[start Text extract]

# looking to do a mailbox mod



## rickc1970 (Jun 14, 2017)

O have a question. I looking to do a mailbox mod. What is the best way to cut a perfect circle in the mailbox?


----------



## smoketrailsteve (Jun 14, 2017)

Try drilling a pilot hole where you want the center of the hole to be. Use a ruler and measure out lines from the pilot hole in all directions that are exactly the same length as the radius of your exhaust pipe (that way your not trying to trace out your exhaust pipe on a round surface, which wont work too well). Then connect all the lines to form a circle; cut out the circle with a dremel cutter or aviation snips.


----------



## goldmine1965 (Jun 14, 2017)

I agree with SmokeTrailsteve. I used aviation snips and it took just a couple of minutes.


----------



## hillbillyrkstr (Jun 15, 2017)

I used a dremel for mine.


----------



## daveomak (Jun 15, 2017)

Then snip, about 3/4", the smooth end of the elbow to make even numbered tabs...  bend 1/2 of the tabs outward .....  leave the other 1/2 straight....   insert the pipe end into the hole you cut out...  insert up to the bent tabs...    reach into the MB and bend the straight tabs outward to make a good mechanical connection..  no air leaks...   no sealant needed...    Then I recommend 3/4" to 1" holes drilled in the MB door as shown....













mailbox ext..jpg



__ daveomak
__ Jun 15, 2017


















mailbox int..jpg



__ daveomak
__ Jun 15, 2017


















Mailbox mod hooked up.jpg



__ daveomak
__ Jun 15, 2017


----------



## johnmeyer (Jun 15, 2017)

Using a soft pencil I traced the outside of the duct I was going to insert. To make the cut I used a saber saw fitted with a very fine tooth blade. I put the sheet metal over a piece of wood that had a small hole in it and then rotated the work while holding the saber saw steady. I proceeded very slowly (it took 3-4 minutes to cut my 3" circle). In essence, I created an upside-down jigsaw. The result was very satisfactory.













Before_zpstwkn26zm.jpg



__ johnmeyer
__ Apr 2, 2017






One other "trick" was that when it came time to create the "in and out" tabs that hold the duct in place, I took a 3" expandable collar that you use to connect two pieces of duct, and fitted it temporarily over the end of the duct, at a distance from the end that was equal to the length of the tabs I wanted to create. I then cut the tabs with my tin snips. The purpose of the collar is to make it almost impossible to make any cut longer than another, since the collar is much thicker material than the duct. The tin snips cannot easily cut through the collar.  I got near-perfect tabs as a result.


----------



## Bearcarver (Jun 15, 2017)

Here's how I've marked a lot of circles:

Take a piece of string, a pencil, and a nail.

Drill a hole in the center of where you want the hole.

Tie one end of the string to the Nail & the other end of the string to the pencil, near the point.

[end Text extract]

§ Directives
a. Please write out the part of the mailbox mod thread from "Try drilling a" up to and including "couple of minutes.".
b. In the mailbox mod thread, how long did johnmeyer's 3" circle take to cut?

[start Supplied records]

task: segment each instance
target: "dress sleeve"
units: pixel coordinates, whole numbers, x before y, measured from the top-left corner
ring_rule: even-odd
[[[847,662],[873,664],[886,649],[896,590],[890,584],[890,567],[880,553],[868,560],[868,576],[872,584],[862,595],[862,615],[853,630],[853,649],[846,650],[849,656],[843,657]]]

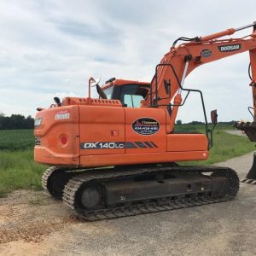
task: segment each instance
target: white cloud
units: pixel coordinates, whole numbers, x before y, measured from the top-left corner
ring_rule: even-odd
[[[2,1],[0,112],[34,115],[55,95],[84,96],[90,76],[150,81],[177,38],[250,23],[255,7],[253,0]],[[185,85],[203,90],[221,120],[250,119],[248,61],[244,54],[200,67]],[[179,118],[202,119],[198,97]]]

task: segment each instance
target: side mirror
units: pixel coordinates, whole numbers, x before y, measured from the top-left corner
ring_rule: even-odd
[[[211,119],[212,125],[216,125],[218,123],[217,109],[211,111]]]
[[[93,81],[91,81],[90,83],[90,86],[91,87],[94,87],[94,86],[96,86],[99,84],[99,83],[101,82],[101,79],[93,79]]]

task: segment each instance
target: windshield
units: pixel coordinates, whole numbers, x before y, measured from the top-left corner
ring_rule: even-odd
[[[111,99],[111,96],[112,96],[112,92],[113,92],[113,86],[110,86],[108,88],[106,88],[103,90],[106,96],[107,96],[107,98],[108,99]]]

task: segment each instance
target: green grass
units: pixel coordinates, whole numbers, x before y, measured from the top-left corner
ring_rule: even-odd
[[[206,161],[183,162],[183,165],[207,165],[226,160],[254,150],[247,137],[230,135],[219,125],[213,133],[213,148]],[[204,125],[177,125],[176,131],[204,131]],[[0,131],[0,196],[17,189],[42,189],[41,176],[46,166],[33,160],[32,130]],[[4,150],[3,150],[4,149]]]
[[[42,189],[45,166],[34,162],[33,151],[0,152],[0,196],[17,189]]]
[[[33,130],[0,131],[0,150],[26,150],[33,147]]]

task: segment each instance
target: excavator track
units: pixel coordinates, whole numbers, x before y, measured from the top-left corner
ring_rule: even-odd
[[[43,173],[42,187],[55,199],[61,200],[64,186],[75,174],[61,167],[50,166]]]
[[[211,175],[205,176],[207,172],[211,173]],[[190,188],[189,188],[189,185],[186,183],[186,189],[184,189],[183,193],[167,193],[162,196],[145,197],[143,199],[137,198],[127,201],[125,201],[125,196],[123,196],[122,201],[122,193],[116,190],[119,189],[119,188],[123,190],[125,189],[124,193],[125,194],[125,192],[128,191],[128,194],[126,193],[125,195],[129,196],[129,189],[131,190],[131,188],[129,188],[130,183],[128,183],[128,189],[125,190],[125,189],[124,189],[125,188],[125,181],[127,183],[127,180],[131,180],[131,178],[140,179],[142,177],[142,179],[147,180],[147,177],[150,177],[150,175],[155,174],[158,176],[157,179],[159,180],[154,182],[164,183],[167,181],[163,179],[164,174],[170,175],[171,173],[176,173],[177,177],[186,177],[186,178],[189,175],[191,178],[189,181],[185,181],[185,183],[190,183],[194,180],[194,183],[191,183],[192,185]],[[178,185],[178,183],[175,183],[175,179],[173,178],[172,180],[171,180],[171,183],[174,182],[173,186],[177,186],[177,191],[180,190],[179,187],[181,187],[182,184]],[[181,180],[183,183],[180,177],[178,180]],[[199,187],[201,186],[201,191],[193,191],[193,186],[198,185],[199,183]],[[184,183],[183,185],[184,185]],[[98,186],[104,187],[104,189],[102,191],[103,199],[100,198],[96,193],[96,190],[91,189],[97,188]],[[110,193],[109,191],[106,192],[105,187],[108,188]],[[209,189],[210,187],[213,189],[211,190]],[[62,199],[64,204],[72,208],[77,216],[88,221],[96,221],[230,201],[236,197],[238,190],[239,178],[236,172],[230,168],[163,166],[150,168],[130,167],[126,169],[124,168],[123,170],[120,168],[89,170],[69,180],[65,186]],[[83,191],[87,192],[83,194]],[[106,202],[106,199],[107,201],[111,201],[111,197],[113,197],[111,192],[118,194],[119,200],[113,202],[110,201],[110,203],[108,201]],[[153,191],[153,195],[154,193],[154,191]],[[132,195],[132,192],[131,194]],[[81,205],[83,196],[89,201],[87,208]],[[93,200],[96,199],[99,201],[102,200],[104,203],[94,207],[90,201],[91,198]]]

[end Supplied records]

§ Outputs in order
a.
Try drilling a pilot hole where you want the center of the hole to be. Use a ruler and measure out lines from the pilot hole in all directions that are exactly the same length as the radius of your exhaust pipe (that way your not trying to trace out your exhaust pipe on a round surface, which wont work too well). Then connect all the lines to form a circle; cut out the circle with a dremel cutter or aviation snips.


----------



## goldmine1965 (Jun 14, 2017)

I agree with SmokeTrailsteve. I used aviation snips and it took just a couple of minutes.

b. It took 3-4 minutes.